Kutipan Teks
HALUANG HAPELEK
OLEH I GEDE DARMAWAN
A.
Pengertian Haluang Hapelek
Kata Haluang berasal dari kata luang yang artinya pengantar/perantara
atau mengantarkan, dalam hal ini pihak laki-laki berkedudukan sebagai Luang atau pihak pertama dan pengertian haluang dalam hal ini lebih ditekankan
pada pekerjaan seseorang pada acara tersebut. Hapelek dari asal kata pelek
artinya asal/sumber pesan dalam hal ini yaitu mereka yang mengajukan atau
menyaratkan, pihak wanita sebagai pihak Pelek
atau pihak kedua. Jadi Haluang Hapelek
adalah tata cara penyerahterimaan syarat penerimaan/Jalan Hadat Kawin. Untuk
upacara perkawinan dua hari, maka acara Haluang
Hapelek dilaksanakan pada malam hari. Sedangkan bila pelaksanaan perkawinan
satu hari maka acara Haluang Hapelek
dilaksanakan siang hari setibanya rombongan mempelai pria dirumah tersebut.
B.
Sarana Upacara Haluang Hapelek
Sarana yang
digunakan dalam upacara Haluang Hapelek yaitu:
1.
Amak
purun (tikar kecil yang terbuat dari rotan) di beberkan di tengah/tempat
untuk melangsungkan upacara Haluang
Hapelek.
2.
Kain yang dibentangkan di tengah ruangan,
sebagai pembatas kelompok Luang dan
kelompok Pelek.
3.
Darah ayam (Manuk Sakin Pelek).
4.
Pasepan
5.
Botol minyak kelapa
6.
Tampung
Tawar
7.
Sangku
Pelek yang berisikan beras dan diatas beras tersebut ditancapkan lidi aren
sebanyak 21 buah dengan ukuran kurang lebih 15-20 cm.
8.
Telur ayam kampung satu biji mentah
9.
Hampatung Pelek (patung manusia berukuran kecil yang terbuat dari
kayu cendana) ada tujuh.
10. Lapik
Luang (kain panjang satu
helai untuk alas mangkok/sangku).
11. Duit perak atau mata uang 7 buah juga
ditancapkan di dalam sangku.
C.
Pelaksana Upacara Haluang Hapelek
Sebagai
pemimpin upacara Haluang Hapelek adalah seorang tokoh adat/tokoh agama yang
disebut kepala Luang (mantir pelek dan mantir manyambut serta dibantu oleh
pemangku adat lainnya yang ikut membantu proses upacara tersebut. Ada tujuh
orang yang bertugas yakni satu orang mantir pelek dan satu orang sebagai mantir
manyambut, kemudian dibantu oleh lima orang luang (yang membantu proses upacara
tersebut.
D.
Tata Cara Upacara Haluang Hapelek
Setelah
sarana prasarana lengkap, tikar dihamparkan kemudian mantir pelek (seorang pemimpin kelompok) wakil pihak wanita duduk
dengan dua orang luang (yang membantu
menyampaikan pernyataan atau apa saja yang dibutuhkan dengan kelompok
penyambut). Dinding/gorden dipasang sebagai pembatas kedua kelompok tersebut. Pihak Pelek (pihak wanita) pada acara
ini diwakili oleh Mantir Pelek.

Cuplikan Data
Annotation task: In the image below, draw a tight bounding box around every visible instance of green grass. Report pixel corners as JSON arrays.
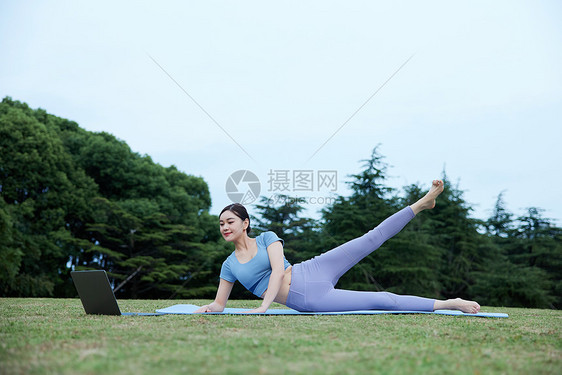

Soal Latihan
a: Menurut teks tentang Haluang Hapelek, berapa banyak lidi aren yang ditancapkan di atas beras dalam Sangku Pelek?
b: Lanjutkan teks tentang Haluang Hapelek mulai sesudah kalimat terakhirnya.

Jawaban Tertulis
a: Sebanyak 21 buah.

b:
Sedangkan pihak pria yang disebut Pihak
Manyambut diwakili oleh Mantir
Manyambut. Bila kedua pihak tersebut sudah siap, mantir pelek mengawali pembicaraan dengan menugaskan luang sebagai
penyampai pesan dari mantir pelek
kepada mantir manyambut begitu pula
sebaliknya dan seterusnya.
1.
Kelompok pihak laki-laki disebut Mantir
Manyambut yaitu pihak yang menjawab atau menyanggupi syarat perkawinan (Jalan Hadat) yang diminta oleh pihak
wanita melalui mantir pelek saat itu.
2.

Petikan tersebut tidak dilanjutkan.